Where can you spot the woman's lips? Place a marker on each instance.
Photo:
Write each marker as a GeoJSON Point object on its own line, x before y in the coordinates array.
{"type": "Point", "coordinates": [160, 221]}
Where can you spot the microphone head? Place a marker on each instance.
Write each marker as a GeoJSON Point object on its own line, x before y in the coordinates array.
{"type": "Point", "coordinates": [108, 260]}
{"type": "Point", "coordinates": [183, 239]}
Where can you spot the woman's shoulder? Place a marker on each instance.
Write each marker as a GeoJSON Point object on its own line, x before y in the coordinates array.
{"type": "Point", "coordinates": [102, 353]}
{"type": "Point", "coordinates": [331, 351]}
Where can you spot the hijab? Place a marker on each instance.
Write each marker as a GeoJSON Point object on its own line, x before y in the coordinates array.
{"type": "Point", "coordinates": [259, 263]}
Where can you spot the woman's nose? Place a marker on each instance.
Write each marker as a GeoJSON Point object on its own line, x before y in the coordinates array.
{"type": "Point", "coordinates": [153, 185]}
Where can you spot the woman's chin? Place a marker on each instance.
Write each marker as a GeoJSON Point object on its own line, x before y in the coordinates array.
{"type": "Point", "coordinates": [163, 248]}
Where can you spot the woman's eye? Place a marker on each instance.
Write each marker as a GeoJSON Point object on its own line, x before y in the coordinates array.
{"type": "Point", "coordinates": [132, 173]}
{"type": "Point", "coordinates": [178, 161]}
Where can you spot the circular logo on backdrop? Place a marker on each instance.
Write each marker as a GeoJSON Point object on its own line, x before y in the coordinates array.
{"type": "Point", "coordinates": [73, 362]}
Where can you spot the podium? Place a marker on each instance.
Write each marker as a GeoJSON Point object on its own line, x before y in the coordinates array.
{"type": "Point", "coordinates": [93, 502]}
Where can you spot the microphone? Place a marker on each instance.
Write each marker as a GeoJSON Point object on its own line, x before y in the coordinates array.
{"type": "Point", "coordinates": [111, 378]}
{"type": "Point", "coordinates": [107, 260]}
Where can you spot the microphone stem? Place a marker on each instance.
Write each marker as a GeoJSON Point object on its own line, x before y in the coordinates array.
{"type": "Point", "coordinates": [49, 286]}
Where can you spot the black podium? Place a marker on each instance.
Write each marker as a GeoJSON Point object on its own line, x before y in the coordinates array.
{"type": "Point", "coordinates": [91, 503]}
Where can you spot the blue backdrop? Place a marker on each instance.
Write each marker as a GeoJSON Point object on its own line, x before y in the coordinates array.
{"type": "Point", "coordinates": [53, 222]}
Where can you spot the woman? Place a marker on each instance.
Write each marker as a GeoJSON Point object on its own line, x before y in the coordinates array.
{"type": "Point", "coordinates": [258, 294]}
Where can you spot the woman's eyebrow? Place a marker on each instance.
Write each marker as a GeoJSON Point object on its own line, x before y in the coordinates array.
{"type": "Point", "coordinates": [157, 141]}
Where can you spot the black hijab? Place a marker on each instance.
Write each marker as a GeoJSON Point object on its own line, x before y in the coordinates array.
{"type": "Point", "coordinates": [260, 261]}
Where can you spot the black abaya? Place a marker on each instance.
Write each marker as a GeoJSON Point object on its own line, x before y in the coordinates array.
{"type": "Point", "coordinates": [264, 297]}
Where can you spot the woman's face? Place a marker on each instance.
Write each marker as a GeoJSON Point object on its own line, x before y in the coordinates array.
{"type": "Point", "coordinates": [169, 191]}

[What you should do]
Transcribe every record above exactly as it appears.

[Written response]
Where can you spot the woman's lips? Place a marker on each instance.
Photo:
Write each marker as a GeoJSON Point object on its own line, x before y in the coordinates array.
{"type": "Point", "coordinates": [160, 221]}
Where can you spot the microphone head? Place a marker on each instance.
Write each marker as a GeoJSON Point object on its own line, x before y in the coordinates array.
{"type": "Point", "coordinates": [108, 260]}
{"type": "Point", "coordinates": [183, 239]}
Where can you spot the woman's shoulder? Place a marker on each instance.
Write each marker as a GeoJSON Point object on its own line, x before y in the coordinates array.
{"type": "Point", "coordinates": [102, 353]}
{"type": "Point", "coordinates": [331, 351]}
Where can you spot the hijab? Place a marker on each instance.
Write each marker as a GeoJSON Point object on its own line, x before y in the coordinates array.
{"type": "Point", "coordinates": [259, 263]}
Where can you spot the woman's nose? Place a marker on each instance.
Write each marker as a GeoJSON Point object on its own line, x before y in the coordinates array.
{"type": "Point", "coordinates": [153, 185]}
Where can you spot the woman's chin? Place a marker on each instance.
Write each marker as a GeoJSON Point object on its own line, x before y in the coordinates array.
{"type": "Point", "coordinates": [163, 248]}
Where can you spot the woman's eye? Place a marker on each instance.
Write each marker as a GeoJSON Point object on its own line, x before y in the coordinates array.
{"type": "Point", "coordinates": [132, 173]}
{"type": "Point", "coordinates": [178, 161]}
Where can you spot the circular logo on backdrop? Place a marker on each instance.
Write each marker as a GeoJSON Point object on its own line, x before y in the coordinates array.
{"type": "Point", "coordinates": [73, 362]}
Where can you spot the podium? Place a marker on each instance.
Write each marker as a GeoJSON Point object on its own line, x before y in the coordinates array.
{"type": "Point", "coordinates": [93, 502]}
Where can you spot the microphone? Place a marker on each instance.
Write each marker as a GeoJSON Point object on its own line, x before y in the coordinates array.
{"type": "Point", "coordinates": [111, 378]}
{"type": "Point", "coordinates": [107, 260]}
Where can you spot the microphone stem? Place a marker on each instance.
Write each marker as a GeoJSON Point object on its own line, x before y in the coordinates array.
{"type": "Point", "coordinates": [49, 286]}
Where can you spot the black podium? Place a marker on each instance.
Write each marker as a GeoJSON Point object on its own line, x before y in the coordinates array.
{"type": "Point", "coordinates": [91, 503]}
Where can you spot the blue backdrop? Place a marker on each instance.
Write each marker as a GeoJSON Point object on its own line, x before y in the coordinates array.
{"type": "Point", "coordinates": [53, 222]}
Where can you spot the woman? Place a marker on each instance.
Write each marker as a GeoJSON Point object on its own line, x before y in the coordinates array.
{"type": "Point", "coordinates": [258, 294]}
Where can you spot the woman's eyebrow? Place a marker on each instance.
Write each marker as a GeoJSON Point object on its own line, x before y in the coordinates array.
{"type": "Point", "coordinates": [157, 141]}
Where can you spot the black hijab? Place a marker on each instance.
Write each marker as a GeoJSON Point object on its own line, x before y in the coordinates array.
{"type": "Point", "coordinates": [260, 261]}
Where can you spot the black abaya? Place a marker on each instance.
Write each marker as a GeoJSON Point object on its own line, x before y in the coordinates array.
{"type": "Point", "coordinates": [264, 297]}
Where can you spot the woman's face? Place a marker on each instance.
Write each marker as a GeoJSON Point object on its own line, x before y in the coordinates array.
{"type": "Point", "coordinates": [169, 191]}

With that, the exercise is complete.